YOUR GOAL :: Which lines in the rows below contain the string "headlight"? Pull out every such line in full, matching case exactly.

Stored dataset items
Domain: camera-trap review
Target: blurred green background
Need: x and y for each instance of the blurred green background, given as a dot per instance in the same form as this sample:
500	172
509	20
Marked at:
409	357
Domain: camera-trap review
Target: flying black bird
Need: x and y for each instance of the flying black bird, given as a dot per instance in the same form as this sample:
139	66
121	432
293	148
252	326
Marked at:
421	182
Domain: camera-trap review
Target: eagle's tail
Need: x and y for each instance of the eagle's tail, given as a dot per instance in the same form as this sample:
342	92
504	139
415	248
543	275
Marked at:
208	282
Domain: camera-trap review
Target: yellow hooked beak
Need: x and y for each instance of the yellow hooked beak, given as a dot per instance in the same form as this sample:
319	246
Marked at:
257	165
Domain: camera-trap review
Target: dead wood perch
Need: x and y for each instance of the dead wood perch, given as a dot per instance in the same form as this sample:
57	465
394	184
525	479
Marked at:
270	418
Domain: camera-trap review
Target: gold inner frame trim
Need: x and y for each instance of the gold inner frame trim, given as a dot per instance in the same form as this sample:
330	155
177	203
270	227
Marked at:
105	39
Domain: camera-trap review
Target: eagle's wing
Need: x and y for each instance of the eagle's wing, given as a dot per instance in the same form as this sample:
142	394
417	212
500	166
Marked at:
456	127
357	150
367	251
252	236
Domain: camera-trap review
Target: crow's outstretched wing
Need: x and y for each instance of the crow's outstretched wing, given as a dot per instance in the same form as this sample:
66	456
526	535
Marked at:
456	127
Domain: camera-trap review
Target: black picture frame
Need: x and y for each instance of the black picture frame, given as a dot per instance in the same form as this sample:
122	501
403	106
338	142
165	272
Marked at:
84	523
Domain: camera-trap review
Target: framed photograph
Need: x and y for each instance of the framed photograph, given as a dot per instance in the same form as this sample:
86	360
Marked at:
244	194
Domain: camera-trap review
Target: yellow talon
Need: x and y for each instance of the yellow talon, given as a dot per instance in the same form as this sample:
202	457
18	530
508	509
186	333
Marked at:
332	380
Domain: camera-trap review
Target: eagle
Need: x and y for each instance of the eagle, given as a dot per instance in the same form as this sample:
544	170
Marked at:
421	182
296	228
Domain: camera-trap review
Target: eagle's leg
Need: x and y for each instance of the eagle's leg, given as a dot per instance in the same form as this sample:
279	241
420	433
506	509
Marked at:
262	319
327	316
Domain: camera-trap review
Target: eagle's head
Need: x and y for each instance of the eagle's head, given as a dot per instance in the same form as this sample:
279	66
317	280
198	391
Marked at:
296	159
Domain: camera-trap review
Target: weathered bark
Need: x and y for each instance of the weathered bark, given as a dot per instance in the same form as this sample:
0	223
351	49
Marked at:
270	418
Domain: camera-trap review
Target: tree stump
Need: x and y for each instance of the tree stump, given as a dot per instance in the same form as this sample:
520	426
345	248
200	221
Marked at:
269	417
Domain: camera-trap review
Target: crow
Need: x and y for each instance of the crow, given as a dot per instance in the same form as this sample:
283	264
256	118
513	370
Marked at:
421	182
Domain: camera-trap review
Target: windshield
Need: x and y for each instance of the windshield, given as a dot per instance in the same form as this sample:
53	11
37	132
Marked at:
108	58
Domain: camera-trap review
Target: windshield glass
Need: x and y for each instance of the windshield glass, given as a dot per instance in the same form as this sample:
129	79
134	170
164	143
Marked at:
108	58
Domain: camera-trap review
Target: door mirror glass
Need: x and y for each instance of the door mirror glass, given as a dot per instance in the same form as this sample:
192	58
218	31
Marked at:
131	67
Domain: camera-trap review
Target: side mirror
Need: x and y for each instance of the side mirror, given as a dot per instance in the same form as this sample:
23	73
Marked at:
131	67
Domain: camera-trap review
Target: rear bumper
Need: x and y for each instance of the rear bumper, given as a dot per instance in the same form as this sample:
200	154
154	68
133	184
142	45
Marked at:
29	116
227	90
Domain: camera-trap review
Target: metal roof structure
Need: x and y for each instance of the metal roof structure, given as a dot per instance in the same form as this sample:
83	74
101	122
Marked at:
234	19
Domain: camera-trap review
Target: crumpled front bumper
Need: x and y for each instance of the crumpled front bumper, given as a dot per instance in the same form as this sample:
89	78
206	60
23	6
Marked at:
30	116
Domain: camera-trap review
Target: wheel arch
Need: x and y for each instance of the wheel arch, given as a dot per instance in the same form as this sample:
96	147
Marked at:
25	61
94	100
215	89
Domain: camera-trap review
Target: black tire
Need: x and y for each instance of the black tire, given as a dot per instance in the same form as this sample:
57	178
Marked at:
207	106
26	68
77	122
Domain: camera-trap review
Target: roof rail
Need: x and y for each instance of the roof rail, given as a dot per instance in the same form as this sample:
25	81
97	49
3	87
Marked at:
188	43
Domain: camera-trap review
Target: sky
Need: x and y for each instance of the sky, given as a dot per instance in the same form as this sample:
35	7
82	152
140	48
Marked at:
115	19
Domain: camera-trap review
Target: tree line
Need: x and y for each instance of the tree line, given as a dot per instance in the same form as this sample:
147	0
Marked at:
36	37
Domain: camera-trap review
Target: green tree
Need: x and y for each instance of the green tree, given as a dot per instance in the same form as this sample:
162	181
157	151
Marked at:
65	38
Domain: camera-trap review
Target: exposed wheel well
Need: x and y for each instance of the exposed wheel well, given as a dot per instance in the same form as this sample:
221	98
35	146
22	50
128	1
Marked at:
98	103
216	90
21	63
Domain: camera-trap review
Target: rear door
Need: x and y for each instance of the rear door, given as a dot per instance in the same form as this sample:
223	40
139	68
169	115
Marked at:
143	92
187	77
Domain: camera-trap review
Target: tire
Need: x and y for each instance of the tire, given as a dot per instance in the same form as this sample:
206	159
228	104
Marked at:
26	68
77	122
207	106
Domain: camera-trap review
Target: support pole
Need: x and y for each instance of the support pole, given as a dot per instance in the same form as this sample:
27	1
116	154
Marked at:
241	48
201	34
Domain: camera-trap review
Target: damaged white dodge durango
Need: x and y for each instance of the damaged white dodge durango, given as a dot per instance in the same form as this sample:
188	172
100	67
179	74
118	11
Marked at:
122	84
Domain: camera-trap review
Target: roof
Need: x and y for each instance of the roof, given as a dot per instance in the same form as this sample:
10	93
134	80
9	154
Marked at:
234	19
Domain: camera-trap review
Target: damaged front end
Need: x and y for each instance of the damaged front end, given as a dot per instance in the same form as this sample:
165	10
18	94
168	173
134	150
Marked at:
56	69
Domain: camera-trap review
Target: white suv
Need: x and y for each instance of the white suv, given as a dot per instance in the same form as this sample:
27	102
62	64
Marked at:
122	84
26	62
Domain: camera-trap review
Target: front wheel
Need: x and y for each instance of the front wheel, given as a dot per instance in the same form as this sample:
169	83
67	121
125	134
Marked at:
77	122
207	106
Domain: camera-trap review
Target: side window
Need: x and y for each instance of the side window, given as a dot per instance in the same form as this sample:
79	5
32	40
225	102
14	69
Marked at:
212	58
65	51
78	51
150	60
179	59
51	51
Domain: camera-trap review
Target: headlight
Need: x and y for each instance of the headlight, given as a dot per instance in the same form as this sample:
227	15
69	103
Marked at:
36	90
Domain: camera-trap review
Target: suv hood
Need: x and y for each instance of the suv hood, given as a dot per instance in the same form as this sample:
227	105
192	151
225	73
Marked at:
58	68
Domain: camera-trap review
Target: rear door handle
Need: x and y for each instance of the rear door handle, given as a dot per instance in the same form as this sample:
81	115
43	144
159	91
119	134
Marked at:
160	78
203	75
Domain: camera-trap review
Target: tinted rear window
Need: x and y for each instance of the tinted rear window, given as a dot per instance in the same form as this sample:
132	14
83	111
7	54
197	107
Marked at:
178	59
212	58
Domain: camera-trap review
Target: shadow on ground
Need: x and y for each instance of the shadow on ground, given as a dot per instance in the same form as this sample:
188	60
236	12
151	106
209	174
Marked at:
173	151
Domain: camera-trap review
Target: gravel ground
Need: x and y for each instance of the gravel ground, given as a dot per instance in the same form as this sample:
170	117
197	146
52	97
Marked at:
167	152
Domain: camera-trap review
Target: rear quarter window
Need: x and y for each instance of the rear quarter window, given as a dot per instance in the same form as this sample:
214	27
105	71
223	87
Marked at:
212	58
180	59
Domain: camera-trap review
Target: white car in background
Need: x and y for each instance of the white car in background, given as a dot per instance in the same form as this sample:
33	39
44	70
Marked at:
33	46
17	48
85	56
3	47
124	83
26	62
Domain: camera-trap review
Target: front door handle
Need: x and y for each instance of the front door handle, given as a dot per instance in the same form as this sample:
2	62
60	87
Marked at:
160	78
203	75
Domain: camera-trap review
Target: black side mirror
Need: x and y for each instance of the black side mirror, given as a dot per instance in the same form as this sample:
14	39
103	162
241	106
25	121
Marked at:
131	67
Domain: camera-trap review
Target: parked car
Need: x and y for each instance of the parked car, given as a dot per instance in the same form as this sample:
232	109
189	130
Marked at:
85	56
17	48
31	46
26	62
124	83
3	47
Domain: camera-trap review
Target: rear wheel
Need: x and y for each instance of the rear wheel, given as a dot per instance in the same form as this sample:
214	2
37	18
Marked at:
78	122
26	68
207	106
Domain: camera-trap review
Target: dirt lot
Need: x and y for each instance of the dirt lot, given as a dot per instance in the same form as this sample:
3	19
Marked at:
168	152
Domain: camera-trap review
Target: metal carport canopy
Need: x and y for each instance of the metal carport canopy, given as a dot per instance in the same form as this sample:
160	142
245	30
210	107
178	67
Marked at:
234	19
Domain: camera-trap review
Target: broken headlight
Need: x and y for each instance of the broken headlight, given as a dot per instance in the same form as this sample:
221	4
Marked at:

TASK SOLUTION ::
Target: headlight
Need: x and y for each instance of the headlight, given as a dot per instance in the same form as this sample:
Target: broken headlight
Need: x and y for each instance of the broken headlight, given as a dot per instance in the same form as this sample:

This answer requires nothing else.